**** Records for this task

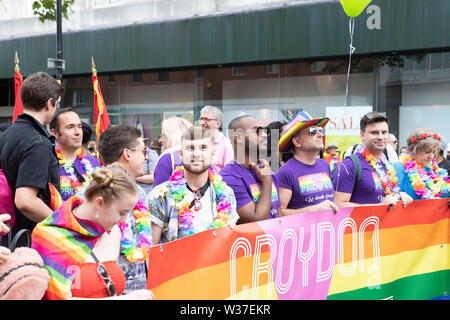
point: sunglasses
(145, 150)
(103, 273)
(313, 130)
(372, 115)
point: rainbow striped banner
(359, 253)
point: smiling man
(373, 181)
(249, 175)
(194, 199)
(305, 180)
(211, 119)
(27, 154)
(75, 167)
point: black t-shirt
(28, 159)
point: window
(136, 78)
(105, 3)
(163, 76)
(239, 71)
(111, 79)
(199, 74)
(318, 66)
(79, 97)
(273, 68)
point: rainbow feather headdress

********
**** Records for this task

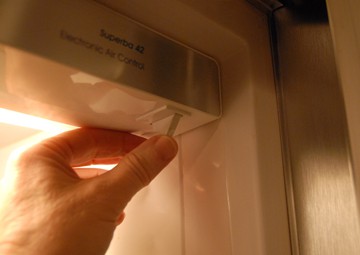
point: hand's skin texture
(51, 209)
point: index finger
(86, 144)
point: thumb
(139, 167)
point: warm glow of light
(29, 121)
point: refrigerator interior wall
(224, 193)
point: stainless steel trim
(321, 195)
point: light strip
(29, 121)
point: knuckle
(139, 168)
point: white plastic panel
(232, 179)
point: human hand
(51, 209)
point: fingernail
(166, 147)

********
**** Records for this task

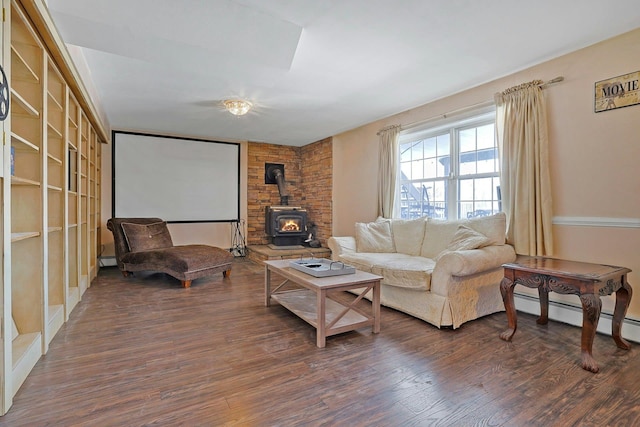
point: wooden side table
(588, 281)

********

§ **Problem statement**
Please return every line of the data above that contains the word "light", matching case exactly.

§ **Answer to this problem**
point: warm glow of light
point: light strip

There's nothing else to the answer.